Required work: In the records below, find every line with the word "grass" and copy it.

Listed records:
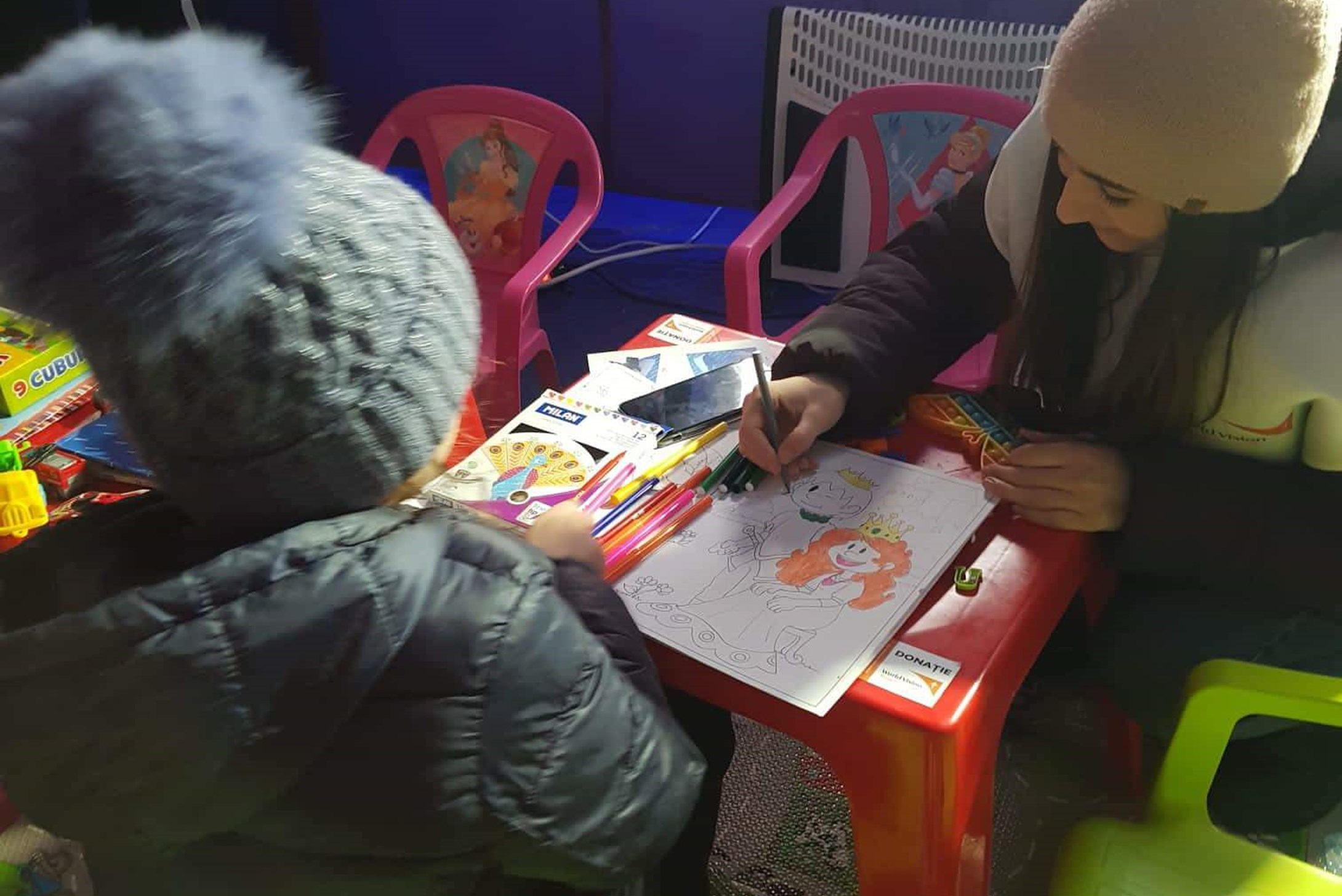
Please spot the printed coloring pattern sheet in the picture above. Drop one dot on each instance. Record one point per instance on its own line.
(798, 593)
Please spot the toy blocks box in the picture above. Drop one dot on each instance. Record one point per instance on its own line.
(35, 361)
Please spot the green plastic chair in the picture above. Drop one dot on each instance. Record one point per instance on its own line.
(1177, 850)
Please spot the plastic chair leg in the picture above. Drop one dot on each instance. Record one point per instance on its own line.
(1125, 750)
(545, 368)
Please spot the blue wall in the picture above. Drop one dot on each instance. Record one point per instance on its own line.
(681, 112)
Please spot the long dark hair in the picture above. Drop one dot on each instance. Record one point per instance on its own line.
(1187, 322)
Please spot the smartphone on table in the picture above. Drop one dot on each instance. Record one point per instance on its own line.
(691, 407)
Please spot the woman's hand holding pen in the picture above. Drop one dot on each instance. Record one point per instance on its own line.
(807, 408)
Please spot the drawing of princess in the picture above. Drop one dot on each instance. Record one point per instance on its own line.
(842, 568)
(822, 497)
(964, 151)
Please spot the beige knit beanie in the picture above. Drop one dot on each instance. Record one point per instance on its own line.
(1204, 105)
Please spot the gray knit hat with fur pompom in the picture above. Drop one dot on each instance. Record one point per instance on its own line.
(287, 332)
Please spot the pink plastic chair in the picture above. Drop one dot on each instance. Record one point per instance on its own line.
(491, 156)
(856, 118)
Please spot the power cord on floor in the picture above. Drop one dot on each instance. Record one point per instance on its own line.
(649, 247)
(693, 310)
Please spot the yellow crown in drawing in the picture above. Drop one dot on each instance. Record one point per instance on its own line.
(885, 527)
(856, 479)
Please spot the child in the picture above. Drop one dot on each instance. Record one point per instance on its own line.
(1159, 243)
(262, 681)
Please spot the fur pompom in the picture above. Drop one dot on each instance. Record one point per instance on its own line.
(140, 178)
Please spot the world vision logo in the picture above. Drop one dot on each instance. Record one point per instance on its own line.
(1279, 430)
(1254, 435)
(933, 684)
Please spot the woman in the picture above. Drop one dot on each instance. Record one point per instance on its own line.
(263, 679)
(1159, 243)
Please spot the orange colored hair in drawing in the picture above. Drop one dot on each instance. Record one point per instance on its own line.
(814, 562)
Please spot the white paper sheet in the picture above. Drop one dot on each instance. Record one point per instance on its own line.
(609, 384)
(666, 365)
(798, 593)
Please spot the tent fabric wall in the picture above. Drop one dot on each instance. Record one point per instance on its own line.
(678, 117)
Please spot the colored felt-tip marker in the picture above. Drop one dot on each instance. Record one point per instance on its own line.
(720, 471)
(614, 516)
(639, 553)
(674, 460)
(771, 417)
(598, 476)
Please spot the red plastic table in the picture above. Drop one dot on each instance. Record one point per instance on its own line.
(920, 781)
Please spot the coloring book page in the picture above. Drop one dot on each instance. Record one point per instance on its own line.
(796, 593)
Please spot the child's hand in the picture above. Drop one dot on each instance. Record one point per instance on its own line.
(565, 533)
(807, 408)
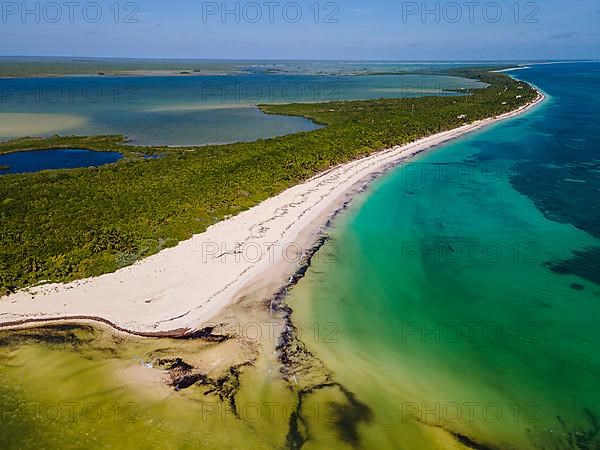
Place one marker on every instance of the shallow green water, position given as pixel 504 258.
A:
pixel 449 307
pixel 217 104
pixel 457 302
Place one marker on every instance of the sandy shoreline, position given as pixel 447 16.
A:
pixel 184 287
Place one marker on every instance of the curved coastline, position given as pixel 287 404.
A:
pixel 181 289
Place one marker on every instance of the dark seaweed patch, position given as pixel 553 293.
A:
pixel 58 335
pixel 584 263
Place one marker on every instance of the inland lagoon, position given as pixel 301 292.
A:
pixel 67 158
pixel 453 305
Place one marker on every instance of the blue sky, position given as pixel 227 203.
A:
pixel 349 29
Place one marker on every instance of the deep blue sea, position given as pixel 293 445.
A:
pixel 195 109
pixel 464 290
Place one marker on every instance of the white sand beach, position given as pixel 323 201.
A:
pixel 183 287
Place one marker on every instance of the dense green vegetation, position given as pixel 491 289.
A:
pixel 66 224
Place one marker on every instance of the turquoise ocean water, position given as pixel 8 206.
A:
pixel 463 296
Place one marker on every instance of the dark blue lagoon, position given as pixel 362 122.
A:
pixel 68 158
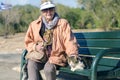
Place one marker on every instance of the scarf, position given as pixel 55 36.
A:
pixel 52 24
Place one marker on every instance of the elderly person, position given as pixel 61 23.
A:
pixel 61 42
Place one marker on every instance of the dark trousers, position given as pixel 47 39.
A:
pixel 35 67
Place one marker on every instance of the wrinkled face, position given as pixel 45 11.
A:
pixel 48 13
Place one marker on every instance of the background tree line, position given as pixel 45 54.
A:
pixel 90 14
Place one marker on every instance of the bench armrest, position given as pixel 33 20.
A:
pixel 23 57
pixel 98 57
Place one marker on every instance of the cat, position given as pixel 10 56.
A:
pixel 75 63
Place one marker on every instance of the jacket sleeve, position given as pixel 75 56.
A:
pixel 70 42
pixel 29 39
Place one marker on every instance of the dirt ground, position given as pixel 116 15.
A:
pixel 10 51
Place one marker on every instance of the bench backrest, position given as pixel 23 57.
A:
pixel 92 42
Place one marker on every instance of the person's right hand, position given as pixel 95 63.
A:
pixel 39 47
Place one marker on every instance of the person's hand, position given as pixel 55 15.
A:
pixel 39 47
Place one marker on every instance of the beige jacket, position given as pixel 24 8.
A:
pixel 64 41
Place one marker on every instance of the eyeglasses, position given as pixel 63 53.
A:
pixel 48 9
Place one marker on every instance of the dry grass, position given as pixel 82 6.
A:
pixel 13 44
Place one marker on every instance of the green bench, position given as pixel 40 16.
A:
pixel 101 53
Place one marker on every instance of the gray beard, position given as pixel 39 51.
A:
pixel 53 23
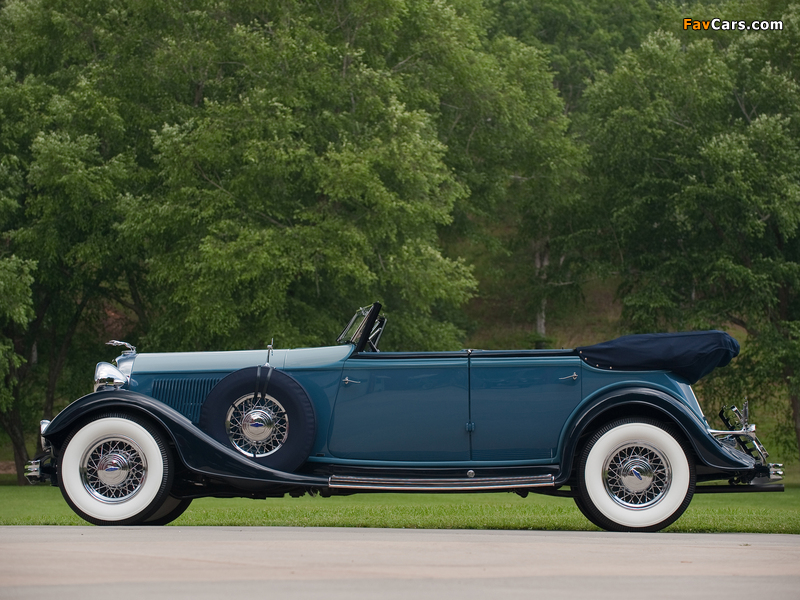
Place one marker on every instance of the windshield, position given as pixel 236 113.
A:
pixel 352 332
pixel 364 329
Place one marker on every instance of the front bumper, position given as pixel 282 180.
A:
pixel 41 468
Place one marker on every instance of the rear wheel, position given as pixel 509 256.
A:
pixel 115 470
pixel 635 475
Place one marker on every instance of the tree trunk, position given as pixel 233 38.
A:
pixel 794 399
pixel 12 423
pixel 542 261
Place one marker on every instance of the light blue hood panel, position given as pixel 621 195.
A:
pixel 193 362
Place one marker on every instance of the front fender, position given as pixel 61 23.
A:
pixel 710 452
pixel 198 451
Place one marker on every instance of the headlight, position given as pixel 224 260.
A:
pixel 107 375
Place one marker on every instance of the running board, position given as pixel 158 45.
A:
pixel 349 482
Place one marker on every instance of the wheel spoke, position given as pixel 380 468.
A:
pixel 257 427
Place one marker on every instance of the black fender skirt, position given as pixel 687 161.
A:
pixel 199 452
pixel 709 452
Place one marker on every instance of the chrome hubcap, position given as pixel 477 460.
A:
pixel 257 428
pixel 257 425
pixel 113 469
pixel 637 475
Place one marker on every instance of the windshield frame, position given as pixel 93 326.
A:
pixel 362 321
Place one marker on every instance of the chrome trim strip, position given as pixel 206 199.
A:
pixel 350 482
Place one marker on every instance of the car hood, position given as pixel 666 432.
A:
pixel 183 362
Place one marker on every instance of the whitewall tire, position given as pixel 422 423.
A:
pixel 115 470
pixel 635 474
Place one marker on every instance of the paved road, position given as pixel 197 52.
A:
pixel 349 564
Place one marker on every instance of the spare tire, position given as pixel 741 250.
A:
pixel 264 414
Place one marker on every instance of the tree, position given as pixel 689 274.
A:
pixel 697 194
pixel 15 312
pixel 214 174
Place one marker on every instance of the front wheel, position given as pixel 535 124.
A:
pixel 115 470
pixel 635 475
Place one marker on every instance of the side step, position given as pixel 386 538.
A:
pixel 349 482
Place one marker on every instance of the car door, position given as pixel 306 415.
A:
pixel 402 407
pixel 519 404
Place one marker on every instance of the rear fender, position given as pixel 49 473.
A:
pixel 198 451
pixel 637 400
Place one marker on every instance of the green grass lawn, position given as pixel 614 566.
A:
pixel 755 513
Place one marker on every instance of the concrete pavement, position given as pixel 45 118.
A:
pixel 342 563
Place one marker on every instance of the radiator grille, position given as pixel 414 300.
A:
pixel 184 395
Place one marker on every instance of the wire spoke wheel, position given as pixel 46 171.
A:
pixel 635 474
pixel 257 427
pixel 114 470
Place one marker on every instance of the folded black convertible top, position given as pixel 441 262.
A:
pixel 691 354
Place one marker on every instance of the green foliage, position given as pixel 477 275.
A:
pixel 15 312
pixel 695 169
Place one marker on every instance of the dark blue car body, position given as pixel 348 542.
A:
pixel 472 420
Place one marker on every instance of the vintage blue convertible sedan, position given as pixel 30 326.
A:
pixel 614 426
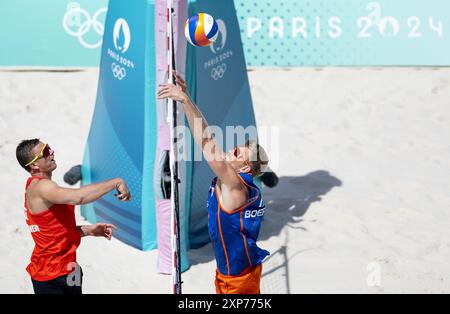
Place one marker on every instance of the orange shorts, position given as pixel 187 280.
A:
pixel 245 283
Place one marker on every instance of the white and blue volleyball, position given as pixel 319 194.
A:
pixel 201 30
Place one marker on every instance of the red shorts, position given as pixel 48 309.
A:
pixel 245 283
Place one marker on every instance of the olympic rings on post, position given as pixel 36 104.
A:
pixel 219 71
pixel 85 27
pixel 119 72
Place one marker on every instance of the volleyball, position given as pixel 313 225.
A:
pixel 201 30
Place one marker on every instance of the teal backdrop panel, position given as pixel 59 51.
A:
pixel 67 33
pixel 51 33
pixel 345 32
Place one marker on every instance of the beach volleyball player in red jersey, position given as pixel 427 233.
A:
pixel 51 219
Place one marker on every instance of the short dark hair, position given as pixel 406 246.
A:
pixel 24 152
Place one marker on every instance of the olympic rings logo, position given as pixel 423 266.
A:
pixel 73 18
pixel 119 72
pixel 218 72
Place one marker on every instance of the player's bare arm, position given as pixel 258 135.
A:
pixel 234 193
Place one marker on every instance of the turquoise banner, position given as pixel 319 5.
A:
pixel 345 32
pixel 274 32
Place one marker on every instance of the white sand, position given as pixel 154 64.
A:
pixel 363 196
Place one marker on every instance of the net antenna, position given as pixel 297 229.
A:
pixel 175 181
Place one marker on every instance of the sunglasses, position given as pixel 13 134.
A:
pixel 45 152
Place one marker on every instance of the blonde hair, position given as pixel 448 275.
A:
pixel 258 159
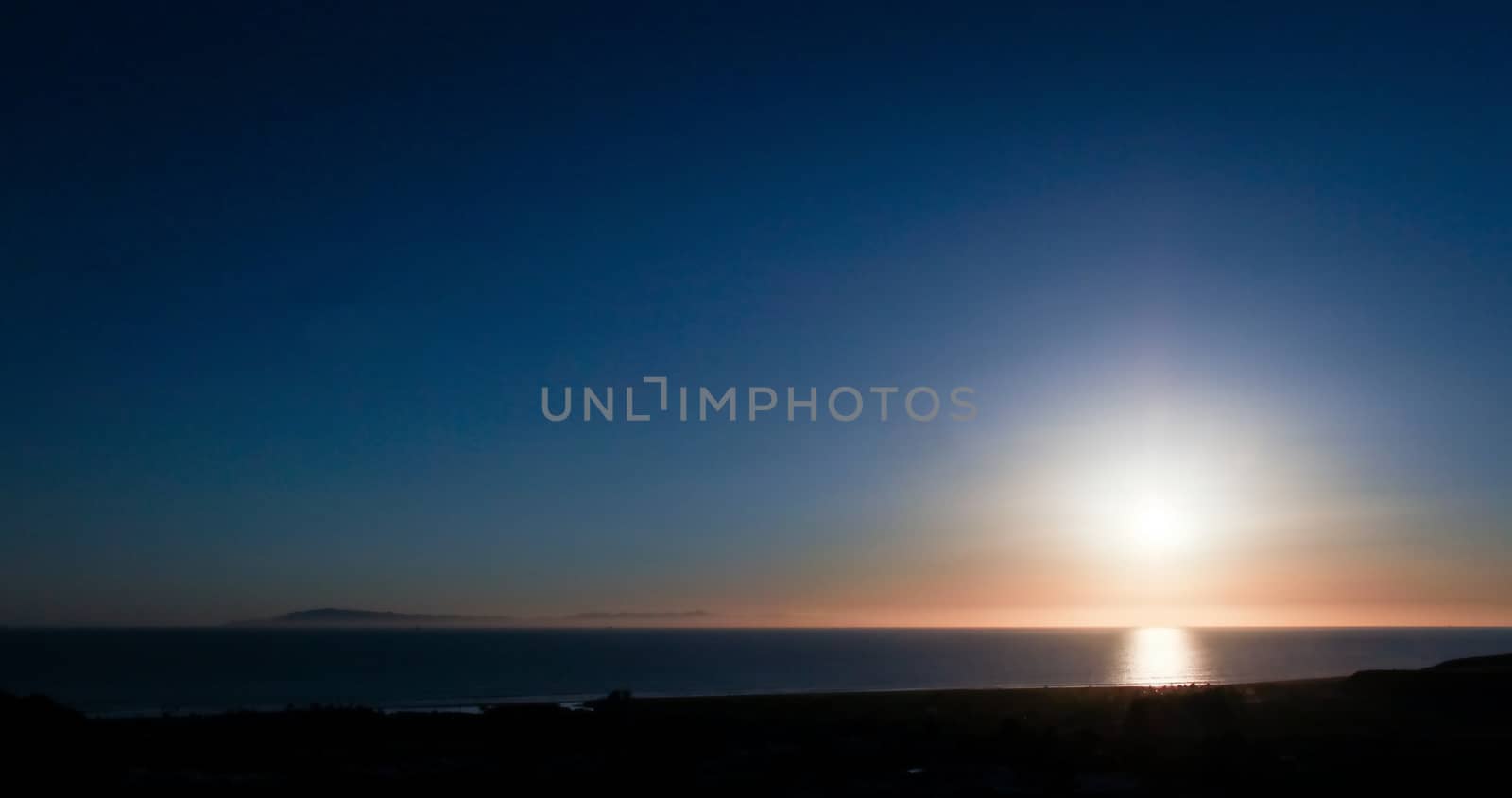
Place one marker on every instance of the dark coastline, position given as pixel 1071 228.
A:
pixel 1380 730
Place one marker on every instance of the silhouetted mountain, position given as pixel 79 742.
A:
pixel 335 616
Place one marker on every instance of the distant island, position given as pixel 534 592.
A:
pixel 339 616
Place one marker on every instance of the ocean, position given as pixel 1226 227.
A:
pixel 125 671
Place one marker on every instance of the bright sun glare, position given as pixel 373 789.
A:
pixel 1154 500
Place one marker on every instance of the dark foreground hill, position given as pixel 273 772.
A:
pixel 1441 730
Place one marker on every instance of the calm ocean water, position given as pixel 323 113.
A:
pixel 193 669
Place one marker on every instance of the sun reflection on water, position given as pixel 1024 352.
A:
pixel 1161 656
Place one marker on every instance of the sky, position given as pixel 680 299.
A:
pixel 280 290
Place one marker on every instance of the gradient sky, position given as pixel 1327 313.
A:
pixel 280 290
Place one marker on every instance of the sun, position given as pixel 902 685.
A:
pixel 1154 500
pixel 1157 512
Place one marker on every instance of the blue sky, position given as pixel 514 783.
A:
pixel 282 287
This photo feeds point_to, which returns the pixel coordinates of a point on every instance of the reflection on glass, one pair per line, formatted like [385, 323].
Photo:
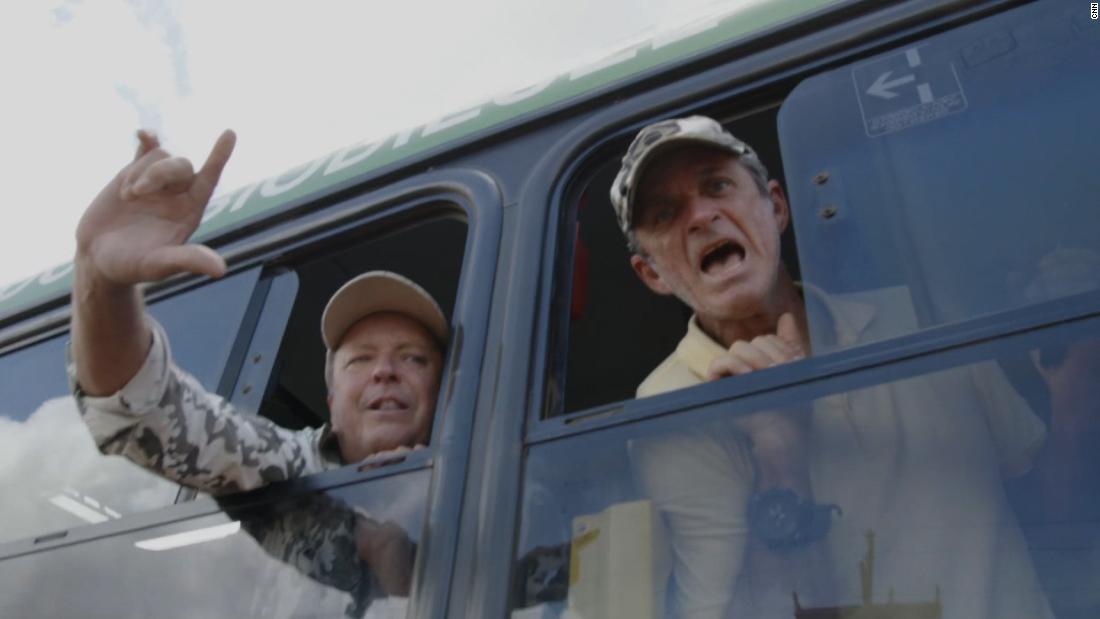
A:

Output below:
Place one marker on every instance of the dry grass, position given as pixel 82 6.
Place one marker on every instance of the green grass lawn, position given as pixel 614 566.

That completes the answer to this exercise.